Restate the complete material exactly.

Point placement records:
»»
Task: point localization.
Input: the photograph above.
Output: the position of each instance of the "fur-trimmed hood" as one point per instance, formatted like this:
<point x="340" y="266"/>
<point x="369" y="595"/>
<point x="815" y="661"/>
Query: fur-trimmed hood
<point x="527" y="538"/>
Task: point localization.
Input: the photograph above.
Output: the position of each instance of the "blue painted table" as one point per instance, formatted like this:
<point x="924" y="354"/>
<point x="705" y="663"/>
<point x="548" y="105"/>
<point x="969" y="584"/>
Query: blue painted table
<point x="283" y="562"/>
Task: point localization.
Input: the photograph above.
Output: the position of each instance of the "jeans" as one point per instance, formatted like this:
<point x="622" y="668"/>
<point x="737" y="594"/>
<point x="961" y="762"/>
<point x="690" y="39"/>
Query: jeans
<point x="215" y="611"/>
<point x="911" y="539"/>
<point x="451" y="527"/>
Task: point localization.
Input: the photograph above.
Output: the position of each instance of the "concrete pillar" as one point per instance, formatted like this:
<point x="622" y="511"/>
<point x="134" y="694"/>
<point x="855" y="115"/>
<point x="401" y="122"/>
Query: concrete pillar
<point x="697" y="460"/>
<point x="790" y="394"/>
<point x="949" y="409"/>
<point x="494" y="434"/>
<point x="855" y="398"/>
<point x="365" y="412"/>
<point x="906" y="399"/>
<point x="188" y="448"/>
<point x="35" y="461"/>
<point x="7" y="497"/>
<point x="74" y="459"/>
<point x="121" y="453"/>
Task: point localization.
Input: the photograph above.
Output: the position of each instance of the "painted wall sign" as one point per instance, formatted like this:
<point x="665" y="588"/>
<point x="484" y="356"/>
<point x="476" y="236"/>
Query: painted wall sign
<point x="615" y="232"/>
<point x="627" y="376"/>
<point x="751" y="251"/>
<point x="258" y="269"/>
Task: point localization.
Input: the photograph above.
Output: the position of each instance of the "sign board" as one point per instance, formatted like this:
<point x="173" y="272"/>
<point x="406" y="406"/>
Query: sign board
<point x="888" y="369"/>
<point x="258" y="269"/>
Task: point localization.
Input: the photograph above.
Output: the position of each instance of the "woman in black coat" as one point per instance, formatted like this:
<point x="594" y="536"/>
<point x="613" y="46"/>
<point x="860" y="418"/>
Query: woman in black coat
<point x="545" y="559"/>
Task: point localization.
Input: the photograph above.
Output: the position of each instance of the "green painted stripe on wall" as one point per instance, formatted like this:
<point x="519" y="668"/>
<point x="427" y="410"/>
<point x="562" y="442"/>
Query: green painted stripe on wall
««
**Solution for this task**
Task: point localization.
Input: the photograph above.
Output: the position of each instance of the "fur-trimmed hood" as one point per instance, formatted like this:
<point x="340" y="266"/>
<point x="369" y="595"/>
<point x="815" y="661"/>
Query: fur-trimmed hood
<point x="527" y="538"/>
Task: point localization.
Input: the photograph above.
Output: the position of each instance of the "blue painted table" as one point per instance, formatted like this:
<point x="924" y="354"/>
<point x="705" y="663"/>
<point x="548" y="105"/>
<point x="969" y="584"/>
Query: blue painted table
<point x="283" y="562"/>
Task: point localization.
Input: the photograph above.
Output: the position of each instance of the "jeans" as one point per instance, formatted like this:
<point x="622" y="668"/>
<point x="737" y="594"/>
<point x="961" y="762"/>
<point x="690" y="39"/>
Query: jeans
<point x="215" y="611"/>
<point x="911" y="539"/>
<point x="451" y="527"/>
Task: point localization.
Input: the photograph above.
Output: the position of each instance of the "concrete pillar" as one point per instance, formatted like this:
<point x="622" y="511"/>
<point x="134" y="694"/>
<point x="855" y="115"/>
<point x="401" y="122"/>
Query: concrete pillar
<point x="697" y="460"/>
<point x="790" y="394"/>
<point x="949" y="409"/>
<point x="494" y="434"/>
<point x="855" y="398"/>
<point x="365" y="412"/>
<point x="906" y="399"/>
<point x="188" y="448"/>
<point x="35" y="461"/>
<point x="7" y="497"/>
<point x="74" y="459"/>
<point x="121" y="453"/>
Task: point localization.
Input: the photograph above.
Output: the position of each instance of the "painted wall sign" as one point per instance, formatted like this:
<point x="665" y="588"/>
<point x="484" y="356"/>
<point x="476" y="236"/>
Query: painted wall sign
<point x="615" y="232"/>
<point x="627" y="376"/>
<point x="751" y="251"/>
<point x="258" y="269"/>
Task: point localization.
Input: the photograph above.
Output: the position of each instance of the "sign board" as one point per instance, formatted like this:
<point x="173" y="272"/>
<point x="406" y="406"/>
Query: sign board
<point x="888" y="369"/>
<point x="258" y="269"/>
Task: point localization.
Input: the photograph above.
Output: the position of each instance of the "woman in black coat" as one point per instance, formatted like this:
<point x="594" y="536"/>
<point x="613" y="46"/>
<point x="860" y="418"/>
Query: woman in black coat
<point x="545" y="559"/>
Task: point localization.
Input: the photograph above.
Output: the position of each instance of the "green painted stripe on wall" as one point per instance, formatted like this:
<point x="519" y="668"/>
<point x="427" y="410"/>
<point x="562" y="442"/>
Query: green painted stripe on wall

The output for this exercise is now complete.